== Task goal ==
The records below must be copied in full; omit the images.

--- start Recorded data ---

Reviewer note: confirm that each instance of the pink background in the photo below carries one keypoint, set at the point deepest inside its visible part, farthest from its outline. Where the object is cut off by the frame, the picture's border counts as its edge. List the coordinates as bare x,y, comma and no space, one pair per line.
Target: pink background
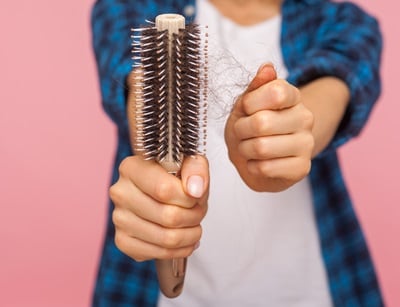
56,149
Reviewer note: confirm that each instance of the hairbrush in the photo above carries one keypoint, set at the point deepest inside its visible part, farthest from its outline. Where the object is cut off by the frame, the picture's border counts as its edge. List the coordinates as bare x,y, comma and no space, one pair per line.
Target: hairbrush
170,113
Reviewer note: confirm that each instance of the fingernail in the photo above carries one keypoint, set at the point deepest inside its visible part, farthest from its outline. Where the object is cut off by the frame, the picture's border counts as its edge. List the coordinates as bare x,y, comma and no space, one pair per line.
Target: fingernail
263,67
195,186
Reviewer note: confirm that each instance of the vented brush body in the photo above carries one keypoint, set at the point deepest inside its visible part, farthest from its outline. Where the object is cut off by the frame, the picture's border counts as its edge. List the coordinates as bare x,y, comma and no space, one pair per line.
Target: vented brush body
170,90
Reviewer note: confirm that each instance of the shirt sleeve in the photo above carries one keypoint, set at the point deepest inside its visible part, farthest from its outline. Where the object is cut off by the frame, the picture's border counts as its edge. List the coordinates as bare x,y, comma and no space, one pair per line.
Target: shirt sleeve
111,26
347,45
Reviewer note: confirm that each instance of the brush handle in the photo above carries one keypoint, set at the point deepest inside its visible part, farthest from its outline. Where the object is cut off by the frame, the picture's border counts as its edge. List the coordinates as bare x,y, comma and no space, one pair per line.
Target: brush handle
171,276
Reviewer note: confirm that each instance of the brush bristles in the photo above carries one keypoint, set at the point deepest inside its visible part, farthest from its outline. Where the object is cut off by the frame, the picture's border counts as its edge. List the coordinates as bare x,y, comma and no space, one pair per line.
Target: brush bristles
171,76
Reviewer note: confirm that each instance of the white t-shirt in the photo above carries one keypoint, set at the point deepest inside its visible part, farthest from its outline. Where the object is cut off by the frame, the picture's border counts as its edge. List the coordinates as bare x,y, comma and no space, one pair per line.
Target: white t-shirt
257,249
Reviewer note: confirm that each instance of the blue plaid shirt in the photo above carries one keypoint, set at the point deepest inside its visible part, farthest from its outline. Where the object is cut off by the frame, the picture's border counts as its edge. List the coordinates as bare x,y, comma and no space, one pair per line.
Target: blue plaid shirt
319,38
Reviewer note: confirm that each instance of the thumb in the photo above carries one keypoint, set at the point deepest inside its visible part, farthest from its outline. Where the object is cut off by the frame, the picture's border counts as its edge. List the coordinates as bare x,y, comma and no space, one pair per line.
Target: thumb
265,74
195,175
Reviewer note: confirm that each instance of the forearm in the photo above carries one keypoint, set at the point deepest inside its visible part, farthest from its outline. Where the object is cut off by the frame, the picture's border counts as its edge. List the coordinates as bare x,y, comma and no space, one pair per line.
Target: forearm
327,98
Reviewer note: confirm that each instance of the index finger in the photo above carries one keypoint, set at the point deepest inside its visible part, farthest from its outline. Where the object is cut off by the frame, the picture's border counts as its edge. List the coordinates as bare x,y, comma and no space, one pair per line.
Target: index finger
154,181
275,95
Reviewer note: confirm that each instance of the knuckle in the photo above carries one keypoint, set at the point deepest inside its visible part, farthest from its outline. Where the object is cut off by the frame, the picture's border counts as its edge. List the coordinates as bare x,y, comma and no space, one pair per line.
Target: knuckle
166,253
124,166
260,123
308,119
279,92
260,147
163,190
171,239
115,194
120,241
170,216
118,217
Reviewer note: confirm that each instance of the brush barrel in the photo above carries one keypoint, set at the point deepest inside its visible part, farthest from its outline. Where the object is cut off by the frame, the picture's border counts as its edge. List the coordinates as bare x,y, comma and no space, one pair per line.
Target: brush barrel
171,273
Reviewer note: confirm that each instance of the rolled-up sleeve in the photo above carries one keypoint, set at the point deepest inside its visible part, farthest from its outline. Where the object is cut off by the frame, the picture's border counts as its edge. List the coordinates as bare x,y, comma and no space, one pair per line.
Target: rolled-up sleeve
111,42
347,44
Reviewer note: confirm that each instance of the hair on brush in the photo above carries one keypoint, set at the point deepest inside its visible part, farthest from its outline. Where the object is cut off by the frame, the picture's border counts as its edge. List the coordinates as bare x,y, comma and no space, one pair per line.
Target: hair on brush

--- end Recorded data ---

== The answer ==
Reviewer note: confirm that each instance of the pink background in the photo below carries one keypoint, set at the point deepest inside its visible part, farthest from its outline. Where the object is cut off by the frame, the picture's border counts as its edge. List the coordinates as bare x,y, comma and no space, one pair per line.
Target: pink background
56,149
Reviewer note: confirm that each instance of the hairbrush in the photo above carries one keypoint, set at the point deepest inside its visible part, farthest from its outline. Where the object is cut off by the frame, the picture's border counts as its edge. List the coordinates as bare x,y, comma and no space, one pair per line.
Target: hairbrush
170,113
Reviewer note: confirm that each instance of the fingernail in the photo above carries one keypoint, set at the point deepest inside its visible part, farthest from its outline. Where the object is cut off by the frame, the picture's border counts as its edge. List the coordinates as bare x,y, comma and no space, one pair per line.
Target: fingernail
263,67
195,186
Reviewer note: confirm that each instance of the vented brush body in the photo above carries one keypoint, set at the point deepest inside its visible part, farthest from its outline. Where the object is cut off by the frame, the picture's border counts as its edge. List the coordinates as bare x,y, comma and no space, one pair per line.
Target: vented brush body
170,90
Reviewer note: confirm that each instance of the shirt sleeve in the photo above carries one keypoint, set at the point deepest inside its visible part, farthest from its outline. Where the object is cut off by the frame, the picture's border counts as its edge. List the coordinates as bare x,y, comma and no space, one pair per line.
Target: shirt sleeve
111,26
347,45
Reviewer note: confirm that each instance of the brush handle in the photo above carries one keypoint, set at the point deepest inside its visible part, farthest from its outline. Where the object is cut off by the frame, the picture's border counts as its edge. List the coordinates as bare x,y, comma and no space, one pair per line.
Target: brush handle
171,276
Reviewer note: confirm that each instance of the brush bristles in the photo above carries one keypoint, set at the point deepest inside its visible part, farthest from its outline. Where the object is cut off by the frame, the picture's border counts as its edge. List the coordinates as bare x,y, comma and no space, one pair per line.
Target: brush bristles
171,76
Reviewer note: confirm that each instance of the white t-shirt in the photo above carries one keypoint, set at the point deepest inside its visible part, farthest from its outline. Where the object is cut off by the frame, the picture's border counts as its edge. List the coordinates as bare x,y, comma and no space, one pair per line.
Target: white t-shirt
257,249
Reviewer note: confirm that each instance of the blue plaid shirt in the photo above carries one keypoint, set at the point deepest inside its visible part, farthest from its outline. Where the object is cut off by the frame, the picture's border counts as its edge. List the coordinates as bare x,y, comma and no space, one pair per line.
Target: blue plaid shirt
319,38
Reviewer note: confirm that each instance of the thumb in the photo above carries one keypoint, set at the point deepest inside its visible part, farthest from its outline. Where the object is cut off by the frame, the picture's border counts as its edge. List the coordinates as bare x,y, comma and no space, one pair per line.
Target: thumb
265,74
195,175
Reviewer note: confirm that each instance of the forearm in the photo above carries one keypoint, set at the point deepest inside its visible part, farthest from its outline. Where the object is cut off by the frame, the picture's border counts as its edge. List the coordinates as bare x,y, comma and no space, one pair per line.
Target: forearm
327,98
Reviewer note: confirm that each instance of the index finger in the photo above carries one keypoint, set at the point deepest inside its visible part, farthest from its outline. Where the object is cut off by the frame, the picture's border counts as its edge. List the coordinates as bare x,y, comma and no space, one pair per line.
Target: index finger
154,181
275,95
Reviewer note: confirm that each instance of the knuckle in the photo above carries one keypoint, set at the point deepest inside its visible part, farthest from its outline. Where the object is cut off by the frame, the picture's border counts as its edge. List the coordinates as bare x,y, comma and no space, one pair per line.
Target: knuckle
166,253
124,166
260,123
308,119
279,92
260,147
163,190
171,239
115,194
120,241
170,216
118,217
Reviewer note: confirm that each instance of the brush barrel in the photo above carries one keypoint, set at the point deepest inside its visible part, farthest from its outline. Where the object is cut off by the frame, the picture's border counts as its edge. List the coordinates as bare x,y, comma and no space, one pair per line.
Target: brush barrel
171,273
Reviewer note: confirm that each instance of the rolled-up sleeve in the photo above carries one keypoint, set at the point deepest inside its visible part, farthest from its outline. Where the object is cut off by the frame, the picture's border counts as its edge. List the coordinates as bare x,y, comma and no space, one pair per line.
Target: rolled-up sleeve
111,42
347,44
Reviewer note: confirm that each instance of the hair on brush in the photo above carries one keypoint, set at the point deepest inside its visible part, farthest from its outline. Where the object is cut off by the frame, the picture's border counts as its edge. List the coordinates as bare x,y, comma and no space, one pair per line.
Target: hair on brush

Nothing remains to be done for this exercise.